All images will disappear
Publicado em: 25 de October de 2024It was now, in this last carnival, the first of the Carnivals in which she said she had truly abandoned herself to the revelry, that an exceptional moment – to say the least – happened. It is not for me to tell here all the details – besides, I don’t have them – but what really matters is to know the moment Tadáskía was bitten on her leg by a lacraia. In a quick search I did, lacraia is an animal like this: it has a long body, a flat back, and may be called centipede; it has numerous pairs of legs and may or may not be poisonous.
I wasn’t (as you aren’t, perhaps) familiar with the word lacraia, but I was struck by how it had become key to helping me describe Tadáskía’s practice, an artist with whom I have been engaged in extended conversations – especially after her participation in the 35th São Paulo Biennial in 2023. And it was in one of these encounters that Tadáskía used the lacraia episode to explain what she describes as “apparition”: a moment of revelation that has as one of its principles the belief that “something is going to arise; it is already arising, it already exists,” even if the moment of creation is a lacraia.

Actions to take:
[a] In the essay on Tadáskía, which exhibition did she take part in in 2023?
[b] Print the part of the essay on Tadáskía starting at "All images will" and ending at "not be poisonous.".
These records have no connection to the essay on Tadáskía.

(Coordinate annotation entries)
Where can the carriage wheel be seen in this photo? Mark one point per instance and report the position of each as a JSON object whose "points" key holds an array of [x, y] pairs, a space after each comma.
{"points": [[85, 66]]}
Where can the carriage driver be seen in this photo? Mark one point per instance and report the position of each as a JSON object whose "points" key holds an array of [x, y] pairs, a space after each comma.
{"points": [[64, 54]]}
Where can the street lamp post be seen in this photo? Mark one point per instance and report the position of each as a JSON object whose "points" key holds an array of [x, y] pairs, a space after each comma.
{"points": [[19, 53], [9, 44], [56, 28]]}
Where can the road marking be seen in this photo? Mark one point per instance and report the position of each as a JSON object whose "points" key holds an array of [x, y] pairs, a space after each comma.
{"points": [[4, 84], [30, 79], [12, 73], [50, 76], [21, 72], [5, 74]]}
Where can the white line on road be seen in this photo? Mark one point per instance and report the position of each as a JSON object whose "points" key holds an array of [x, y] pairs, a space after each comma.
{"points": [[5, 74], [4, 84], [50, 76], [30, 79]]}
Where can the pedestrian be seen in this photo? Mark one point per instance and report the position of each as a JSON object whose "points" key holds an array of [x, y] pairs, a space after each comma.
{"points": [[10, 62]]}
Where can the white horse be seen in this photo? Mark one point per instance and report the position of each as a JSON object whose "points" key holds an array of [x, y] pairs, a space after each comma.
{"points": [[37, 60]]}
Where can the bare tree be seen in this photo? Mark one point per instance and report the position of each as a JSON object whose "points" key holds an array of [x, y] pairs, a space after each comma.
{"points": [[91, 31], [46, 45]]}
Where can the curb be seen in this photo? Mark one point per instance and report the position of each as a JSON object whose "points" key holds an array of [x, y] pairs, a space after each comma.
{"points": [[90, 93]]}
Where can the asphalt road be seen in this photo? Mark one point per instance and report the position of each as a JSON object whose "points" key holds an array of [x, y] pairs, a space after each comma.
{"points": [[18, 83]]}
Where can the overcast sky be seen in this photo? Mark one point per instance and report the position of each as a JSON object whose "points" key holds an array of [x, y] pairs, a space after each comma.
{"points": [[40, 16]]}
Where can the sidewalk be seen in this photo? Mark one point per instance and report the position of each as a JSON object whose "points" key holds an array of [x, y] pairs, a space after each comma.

Task solutions:
[a] The 35th São Paulo Biennial.

[b]
All images will disappear
Publicado em: 25 de October de 2024It was now, in this last carnival, the first of the Carnivals in which she said she had truly abandoned herself to the revelry, that an exceptional moment – to say the least – happened. It is not for me to tell here all the details – besides, I don’t have them – but what really matters is to know the moment Tadáskía was bitten on her leg by a lacraia. In a quick search I did, lacraia is an animal like this: it has a long body, a flat back, and may be called centipede; it has numerous pairs of legs and may or may not be poisonous.